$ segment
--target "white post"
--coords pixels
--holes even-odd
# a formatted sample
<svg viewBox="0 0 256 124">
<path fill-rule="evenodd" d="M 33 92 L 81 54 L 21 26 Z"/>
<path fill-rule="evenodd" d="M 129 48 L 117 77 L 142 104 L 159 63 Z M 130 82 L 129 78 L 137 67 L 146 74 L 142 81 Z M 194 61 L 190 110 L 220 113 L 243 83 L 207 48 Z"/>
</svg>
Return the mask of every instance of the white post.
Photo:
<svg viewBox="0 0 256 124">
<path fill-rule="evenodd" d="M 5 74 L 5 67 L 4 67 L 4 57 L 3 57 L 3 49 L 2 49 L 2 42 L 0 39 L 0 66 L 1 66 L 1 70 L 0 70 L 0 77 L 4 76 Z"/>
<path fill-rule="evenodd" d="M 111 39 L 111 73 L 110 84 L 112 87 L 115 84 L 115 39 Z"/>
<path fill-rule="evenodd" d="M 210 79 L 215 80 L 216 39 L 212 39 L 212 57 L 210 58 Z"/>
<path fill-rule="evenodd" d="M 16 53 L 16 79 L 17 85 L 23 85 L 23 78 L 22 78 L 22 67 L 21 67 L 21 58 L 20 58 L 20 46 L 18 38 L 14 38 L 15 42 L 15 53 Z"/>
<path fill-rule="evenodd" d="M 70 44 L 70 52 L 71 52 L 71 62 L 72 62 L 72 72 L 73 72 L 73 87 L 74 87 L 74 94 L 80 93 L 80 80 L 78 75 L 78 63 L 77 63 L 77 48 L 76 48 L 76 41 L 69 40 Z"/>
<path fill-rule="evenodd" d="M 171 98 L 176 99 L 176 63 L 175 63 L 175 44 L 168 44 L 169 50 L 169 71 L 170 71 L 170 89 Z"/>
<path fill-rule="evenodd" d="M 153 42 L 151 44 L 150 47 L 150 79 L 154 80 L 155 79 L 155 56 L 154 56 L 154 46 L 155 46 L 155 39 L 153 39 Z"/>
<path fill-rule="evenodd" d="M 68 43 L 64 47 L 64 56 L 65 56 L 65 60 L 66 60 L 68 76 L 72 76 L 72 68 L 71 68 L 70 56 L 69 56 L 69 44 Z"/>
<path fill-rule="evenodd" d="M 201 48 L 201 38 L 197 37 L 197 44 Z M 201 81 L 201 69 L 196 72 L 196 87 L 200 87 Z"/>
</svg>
————————
Required task >>
From the entries above, gather every line that contains the string "post" and list those lines one per line.

Answer to the problem >>
--target "white post"
Return the mask of every instance of the white post.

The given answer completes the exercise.